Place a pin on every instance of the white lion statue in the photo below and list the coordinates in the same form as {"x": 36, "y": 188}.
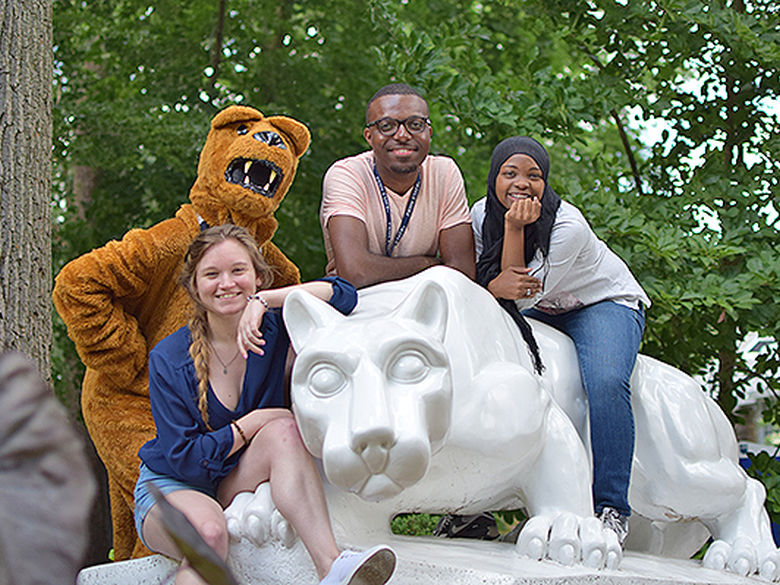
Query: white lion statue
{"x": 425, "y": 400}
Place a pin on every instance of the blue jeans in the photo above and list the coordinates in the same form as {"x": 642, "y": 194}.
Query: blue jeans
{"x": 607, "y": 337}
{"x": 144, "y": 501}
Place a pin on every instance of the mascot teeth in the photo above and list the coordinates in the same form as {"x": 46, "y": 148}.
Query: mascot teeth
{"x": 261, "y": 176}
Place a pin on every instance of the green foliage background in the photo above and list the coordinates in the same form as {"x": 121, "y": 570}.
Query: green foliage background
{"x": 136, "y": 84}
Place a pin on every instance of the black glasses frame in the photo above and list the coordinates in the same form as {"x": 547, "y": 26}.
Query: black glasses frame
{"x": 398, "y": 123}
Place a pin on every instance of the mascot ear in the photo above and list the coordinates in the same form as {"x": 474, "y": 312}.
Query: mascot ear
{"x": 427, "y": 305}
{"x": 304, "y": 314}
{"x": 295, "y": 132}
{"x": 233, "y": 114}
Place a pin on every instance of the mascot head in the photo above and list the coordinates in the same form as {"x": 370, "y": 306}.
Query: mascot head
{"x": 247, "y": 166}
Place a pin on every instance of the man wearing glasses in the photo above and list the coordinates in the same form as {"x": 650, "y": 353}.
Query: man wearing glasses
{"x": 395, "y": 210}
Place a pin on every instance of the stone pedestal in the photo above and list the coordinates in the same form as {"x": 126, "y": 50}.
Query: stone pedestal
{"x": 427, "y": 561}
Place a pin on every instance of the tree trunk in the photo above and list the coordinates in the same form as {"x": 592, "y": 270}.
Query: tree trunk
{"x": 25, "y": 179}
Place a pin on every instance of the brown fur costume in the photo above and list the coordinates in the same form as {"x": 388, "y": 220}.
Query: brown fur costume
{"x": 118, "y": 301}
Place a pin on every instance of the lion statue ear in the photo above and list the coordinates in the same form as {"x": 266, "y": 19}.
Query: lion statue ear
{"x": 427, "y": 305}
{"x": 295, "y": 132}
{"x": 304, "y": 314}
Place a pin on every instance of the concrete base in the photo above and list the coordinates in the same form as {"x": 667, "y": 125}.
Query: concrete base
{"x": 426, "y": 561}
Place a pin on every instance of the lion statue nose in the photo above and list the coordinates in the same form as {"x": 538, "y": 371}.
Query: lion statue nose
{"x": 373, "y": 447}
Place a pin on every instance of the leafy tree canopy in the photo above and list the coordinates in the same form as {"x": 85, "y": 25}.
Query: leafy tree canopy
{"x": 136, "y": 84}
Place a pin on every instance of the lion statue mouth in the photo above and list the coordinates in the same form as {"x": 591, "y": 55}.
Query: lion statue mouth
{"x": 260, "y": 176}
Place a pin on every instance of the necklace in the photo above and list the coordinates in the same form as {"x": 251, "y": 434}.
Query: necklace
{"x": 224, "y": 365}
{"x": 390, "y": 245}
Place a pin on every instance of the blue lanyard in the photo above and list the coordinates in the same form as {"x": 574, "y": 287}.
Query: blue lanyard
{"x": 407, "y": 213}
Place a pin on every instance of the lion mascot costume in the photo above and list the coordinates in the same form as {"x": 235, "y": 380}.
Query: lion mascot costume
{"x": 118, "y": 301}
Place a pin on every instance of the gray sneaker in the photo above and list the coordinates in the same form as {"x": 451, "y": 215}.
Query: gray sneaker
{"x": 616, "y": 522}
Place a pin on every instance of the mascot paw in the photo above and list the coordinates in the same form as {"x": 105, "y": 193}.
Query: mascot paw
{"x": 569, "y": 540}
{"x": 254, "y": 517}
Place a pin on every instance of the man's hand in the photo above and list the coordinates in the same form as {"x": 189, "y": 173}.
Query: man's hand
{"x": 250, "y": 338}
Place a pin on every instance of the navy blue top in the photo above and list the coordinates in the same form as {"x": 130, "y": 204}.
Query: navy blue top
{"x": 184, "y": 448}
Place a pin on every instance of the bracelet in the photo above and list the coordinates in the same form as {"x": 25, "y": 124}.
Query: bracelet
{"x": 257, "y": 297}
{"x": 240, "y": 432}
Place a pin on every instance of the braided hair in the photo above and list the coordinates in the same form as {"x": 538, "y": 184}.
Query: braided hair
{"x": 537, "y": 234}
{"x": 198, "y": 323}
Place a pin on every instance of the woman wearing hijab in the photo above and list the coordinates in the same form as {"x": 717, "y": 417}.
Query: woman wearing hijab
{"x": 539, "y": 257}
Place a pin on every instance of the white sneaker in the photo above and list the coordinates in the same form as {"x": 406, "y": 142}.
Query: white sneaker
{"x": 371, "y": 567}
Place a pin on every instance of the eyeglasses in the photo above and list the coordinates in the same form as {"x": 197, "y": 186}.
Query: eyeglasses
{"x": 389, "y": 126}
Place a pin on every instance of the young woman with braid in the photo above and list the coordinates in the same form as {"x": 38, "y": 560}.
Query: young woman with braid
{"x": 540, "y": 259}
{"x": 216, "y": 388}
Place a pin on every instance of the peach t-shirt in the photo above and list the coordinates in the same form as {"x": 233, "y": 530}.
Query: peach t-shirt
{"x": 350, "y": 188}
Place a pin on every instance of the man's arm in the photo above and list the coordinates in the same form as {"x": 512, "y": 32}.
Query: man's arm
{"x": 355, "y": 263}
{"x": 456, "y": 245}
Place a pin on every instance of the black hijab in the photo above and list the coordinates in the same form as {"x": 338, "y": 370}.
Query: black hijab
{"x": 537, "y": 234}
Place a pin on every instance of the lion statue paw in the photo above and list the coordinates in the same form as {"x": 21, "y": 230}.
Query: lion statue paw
____
• [What you have to do]:
Can you copy out all of the records above word for word, leaving out the pictures?

• [Exercise answer]:
Place a pin on every instance of the white lion statue in the photo below and list the coordinates in the same form as {"x": 36, "y": 188}.
Query: white lion statue
{"x": 425, "y": 400}
Place a pin on every instance of the blue jeans in the photo above and list the coordinates in the same form as {"x": 642, "y": 194}.
Query: blue jeans
{"x": 607, "y": 337}
{"x": 144, "y": 501}
Place a pin on every instance of the mascot teeth in the photo above and list the coordinates in the same form as {"x": 46, "y": 148}.
Query: mascot teeth
{"x": 261, "y": 176}
Place a pin on every instance of the green foliage background in the photo above and list the coordinates in the same form as {"x": 121, "y": 570}.
Query: green foliage background
{"x": 136, "y": 84}
Place a pin on every instance of the black glasses frame in the photo above and list the coordinates in the same form as {"x": 547, "y": 26}.
Query: black glasses frame
{"x": 398, "y": 123}
Place a pin on every instance of the mascot ear in the photo above and list the coordinates in the same form as {"x": 474, "y": 312}.
Query: mascot ear
{"x": 427, "y": 305}
{"x": 304, "y": 314}
{"x": 295, "y": 132}
{"x": 233, "y": 114}
Place a pin on every instance of the mascot head in the photo above and list the coordinates in the same form as {"x": 370, "y": 306}.
Query: mascot head
{"x": 247, "y": 166}
Place a pin on every instance of the man wearing glasses in the photo above and list the coordinates in the same form as {"x": 650, "y": 353}.
Query: man wearing glasses
{"x": 395, "y": 210}
Place a pin on every instance of the stone pedestal in the photo above and list the coordinates in the same form as {"x": 126, "y": 50}.
Query: stone pedestal
{"x": 427, "y": 561}
Place a pin on every instance of the tree trunk in the photo above and list the coordinates in the same form as {"x": 592, "y": 270}.
Query: tree trunk
{"x": 25, "y": 179}
Place a pin on every instance of the brown fur costume in the photo above and list the coordinates in the same form as {"x": 388, "y": 220}.
Query: brown fur costume
{"x": 118, "y": 301}
Place a pin on every instance of the lion statue ear in the photo above and list the coordinates in the same form as {"x": 266, "y": 19}.
Query: lion statue ear
{"x": 427, "y": 305}
{"x": 295, "y": 132}
{"x": 304, "y": 314}
Place a pin on every instance of the concrete base in the photo above and list the coordinates in the same form as {"x": 667, "y": 125}.
Query: concrete base
{"x": 426, "y": 561}
Place a pin on every instance of the lion statue nose in the photo above and list the coordinates in the same form as {"x": 538, "y": 371}.
Query: lion statue nose
{"x": 373, "y": 447}
Place a pin on every instance of the leafy tree canopy in the photo above and list the coordinates in the same form as {"x": 85, "y": 25}.
Query: leafy tree canopy
{"x": 136, "y": 84}
Place a pin on every instance of the lion statue mouth in the photo above and list the coordinates in the same form as {"x": 591, "y": 55}.
Query: lion statue mouth
{"x": 260, "y": 176}
Place a pin on every instance of the necklace in the photo above and list the coordinates in the same form as {"x": 251, "y": 434}.
Query: necklace
{"x": 224, "y": 365}
{"x": 390, "y": 245}
Place a pin on every instance of the blue lanyard in the photo above and list the coordinates in the same form as {"x": 574, "y": 287}.
Query: blue lanyard
{"x": 407, "y": 213}
Place a pin on every instance of the lion mascot costume in the photo above and list the coordinates in the same form as {"x": 235, "y": 380}.
Query: lion mascot costume
{"x": 118, "y": 301}
Place a pin on every instance of the gray sneaker in the photo above and list the coordinates in the same form as {"x": 451, "y": 215}.
Query: gray sneaker
{"x": 616, "y": 522}
Place a pin on every instance of the mascot paw in the photo above and list the coordinates in the same form as {"x": 105, "y": 193}.
Query: mascot paw
{"x": 569, "y": 540}
{"x": 254, "y": 517}
Place a pin on every instance of the man's hand in the photo above and list the coordinates in the same form as {"x": 189, "y": 173}.
Query: man's hand
{"x": 250, "y": 338}
Place a pin on every instance of the navy blue top in the photo above and list the coordinates in the same form as {"x": 130, "y": 204}.
Query: navy blue top
{"x": 184, "y": 448}
Place a pin on every instance of the bracelet in the photo above and list the coordinates in the same form as {"x": 25, "y": 124}.
Query: bracelet
{"x": 257, "y": 297}
{"x": 240, "y": 432}
Place a pin on every instance of the braided hair in the photo above and list the coordinates in the same form as {"x": 538, "y": 184}.
Query: braided hair
{"x": 537, "y": 234}
{"x": 198, "y": 323}
Place a pin on every instance of the woman wearing hijab in the photo above and list the coordinates in the same form as {"x": 717, "y": 417}.
Query: woman wearing hijab
{"x": 539, "y": 257}
Place a pin on every instance of the white sneaker in the photo above and list the coordinates in the same form as {"x": 406, "y": 142}.
Query: white sneaker
{"x": 371, "y": 567}
Place a pin on every instance of the eyeglasses in the photo above and list the coordinates in the same form as {"x": 197, "y": 186}.
Query: eyeglasses
{"x": 389, "y": 126}
Place a pin on every instance of the young woman with braid in the photo above and list the coordinates in the same form as {"x": 38, "y": 560}.
Query: young woman with braid
{"x": 540, "y": 259}
{"x": 216, "y": 388}
Place a pin on every instance of the peach t-shirt in the photo above and list the coordinates in the same form as {"x": 233, "y": 530}.
Query: peach t-shirt
{"x": 350, "y": 188}
Place a pin on every instance of the man's arm in the photo above and list the coordinates in the same form as {"x": 512, "y": 32}.
Query: man's arm
{"x": 355, "y": 263}
{"x": 456, "y": 245}
Place a pin on every instance of the black hijab in the photo above and list the coordinates in the same form as {"x": 338, "y": 370}.
Query: black hijab
{"x": 537, "y": 234}
Place a pin on every instance of the lion statue paw in the photo above and list the coordinates in the same form as {"x": 21, "y": 230}.
Query: lion statue paw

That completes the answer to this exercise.